━━ TRECHO DO TEXTO

Asfixia da população na supressão do espaço
público.
Os
bolsões chamados de segurança são só
mais uma maneira do capitalismo significar a exclusão e reafirmar
o poder econômico. Há, na prática de fazerem-se
muros e guaritas, uma exibição mal disfarçada
de poder econômico e social.
Podemos
então pensar que uma questão como esta tem suas diversas
dimensões: histórica, social e política. Todas
igualmente importantes. Do ponto de vista da história, fazer
muros dividindo fisicamente a população é praticar
uma ruptura na memória social, uma memória que não
funciona de modo muito consciente mas que está aí
fazendo sentido. Desfaz-se um "saber" social que funciona
ligando sujeitos no "mesmo" espaço público.
O muro é uma maneira de se fazer se sobreporem as distinções
que chamo de verticalizadas (hierarquizadas) sobre as relações
de contiguidade (convivência no espaço público
urbano). É em si uma forma de violência simbólica.

━━━━

| TAREFAS ESCRITAS |
a: No trecho sobre muros e espaço público, quais são as dimensões atribuídas a uma questão como esta?
b: Atualize os registros trocando "blurred background" por "sharp foreground" e mantendo todo o restante inalterado.
O texto e os registros não têm relação entre si.

━━ MATERIAL A PROCESSAR

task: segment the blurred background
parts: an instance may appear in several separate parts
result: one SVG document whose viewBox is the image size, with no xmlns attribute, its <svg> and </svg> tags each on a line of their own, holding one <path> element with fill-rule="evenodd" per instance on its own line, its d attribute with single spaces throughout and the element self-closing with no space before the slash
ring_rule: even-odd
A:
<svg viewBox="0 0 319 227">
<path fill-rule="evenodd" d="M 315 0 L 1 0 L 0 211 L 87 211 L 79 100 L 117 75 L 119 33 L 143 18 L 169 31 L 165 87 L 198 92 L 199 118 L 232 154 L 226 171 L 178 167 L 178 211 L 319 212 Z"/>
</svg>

━━━━

| RESPOSTAS ÀS TAREFAS |
a: Histórica, social e política.

b:
task: segment the sharp foreground
parts: an instance may appear in several separate parts
result: one SVG document whose viewBox is the image size, with no xmlns attribute, its <svg> and </svg> tags each on a line of their own, holding one <path> element with fill-rule="evenodd" per instance on its own line, its d attribute with single spaces throughout and the element self-closing with no space before the slash
ring_rule: even-odd
A:
<svg viewBox="0 0 319 227">
<path fill-rule="evenodd" d="M 315 0 L 1 0 L 0 211 L 87 211 L 79 100 L 117 75 L 119 33 L 143 18 L 169 31 L 165 87 L 198 92 L 199 118 L 232 154 L 226 171 L 178 167 L 178 211 L 319 212 Z"/>
</svg>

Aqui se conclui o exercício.